------ SOURCE EXCERPT ------

Structurally, CALF-20 features a robust framework composed of zinc ions coordinated with 1,2,4-triazolate (Tz) and oxalate (Ox) ligands, forming Zn₂(Tz)₂(Ox). CALF-20 was originally synthesized via a solvothermal method in methanol, using zinc oxalate and Tz as the metal and ligand precursors. While this represented a significant advancement in CALF-20 development, the process was energy- and time-intensive, requiring heating at 180 °C for 48 hours and a large volume of solvent. The high solvent-to-solid ratio (η = 5.69 μL mg⁻¹) was needed to overcome the poor solubility of zinc oxalate, yet the yield was only 70%.⁶ To improve efficiency, alternative synthetic strategies have been explored. One approach uses microwave-assisted solvothermal synthesis, which reduces the reaction time to 4 hours and increases the yield to 97%, although it still requires elevated temperatures of 180 °C and high pressures.¹¹ Another approach involves substituting zinc oxalate with zinc acetate, which enables CALF-20 to precipitate in water/methanol mixtures within 30 minutes at room temperature, achieving a 93.3% yield.¹² While these approaches successfully reduce the synthesis temperature and reaction time, they still require substantial solvent use (η = 2–12 μL mg⁻¹, see Table S1), resulting in significant solvent waste. Recovering and recycling these solvents at scale remains challenging. Furthermore, products synthesized with high η values are often obtained as pastes or slurries, necessitating all five processing steps i.e., dissolution, precipitation/crystallization, washing, separation, and drying to accomplish the synthesis, as illustrated in Fig. 1. These increase complexity, processing time and energy usage, ultimately reducing overall production efficiency.

------

▸ **TASK REQUIREMENTS**:
- a) Please reproduce the rows beginning with the line that contains "Target: clematis flower" and running through the final line of the rows, keeping the requests and rescaling each coordinate in the answers by 1.45, rounded to whole numbers with halves going up.
- b) Resume the passage on CALF-20 synthesis, writing on from after its last sentence.

------ EXERCISE INPUTS ------

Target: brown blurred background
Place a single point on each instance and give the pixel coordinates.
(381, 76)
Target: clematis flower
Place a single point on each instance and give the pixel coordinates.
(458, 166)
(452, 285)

------

▸ **TASK RESPONSES**:
- a)
Target: clematis flower
Place a single point on each instance and give the pixel coordinates.
(664, 241)
(655, 413)

- b)
Fig. 1 Schematic illustration of the synthesis complexity of CALF-20 as a function of solvent-to-solid ratio (η). NG refers to neat grinding and LAG refers to liquid-assisted grinding.¹⁶ The y-axis indicates the number of processing steps (no. of steps) required in the synthesis: (1) dissolution, (2) precipitation/crystallization, (3) washing, (4) separation and (5) drying. Color shading corresponds to the synthetic time, as shown in the scale bar. This visual highlights the relative complexity of each method. Additional details are provided in Table S1.

The mechanochemical synthesis method offers an effective, green, and rapid synthetic tool for driving chemical reactions by applying mechanical force to facilitate mixing activation.¹³ Owing to its simplicity and environmental friendliness, mechanochemistry has attracted significant attention across various disciplines, including organic synthesis^14,15 and fabrication of advanced functional nanomaterials.^17–19 This technique has been successfully applied to the synthesis of several MOFs, such as ZIFs,^20,21 MOF-74,^22,23 MIL-100,²⁴ UiO-66,²⁵ HKUST-1,²⁶ and MOF-5.²⁷ To date, only a limited number of studies have explored the mechanochemical synthesis of CALF-20, particularly using liquid-assisted grinding (LAG) with η below 2 μL mg⁻¹. For example, in 2025, Raganati et al. reported the synthesis of CALF-20 within 1 hour using a mechanical milling method from zinc oxalate, Tz and a small quantity of methanol to perform LAG with η of 0.90 μL mg⁻¹.²⁸ However, reacting zinc oxalate with Tz at a stoichiometric ratio of 1 : 1.7 (with excess triazole) leads to the formation of oxalic acid as a by-product, thereby requiring a washing step.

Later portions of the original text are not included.